Rows from a pointing dataset:
<<<<
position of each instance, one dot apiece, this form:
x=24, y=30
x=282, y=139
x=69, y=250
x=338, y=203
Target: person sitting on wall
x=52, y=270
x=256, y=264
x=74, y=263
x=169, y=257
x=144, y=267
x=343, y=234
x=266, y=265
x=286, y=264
>>>>
● BRIEF
Write out these lines again, swapping "sitting on wall" for "seated on a wall" and changing nothing else.

● EXPECTED OUTPUT
position of each instance, one dot apiece, this form:
x=24, y=30
x=282, y=139
x=69, y=250
x=338, y=203
Target: person seated on a wall
x=52, y=270
x=256, y=264
x=74, y=263
x=169, y=257
x=144, y=267
x=343, y=234
x=266, y=265
x=286, y=264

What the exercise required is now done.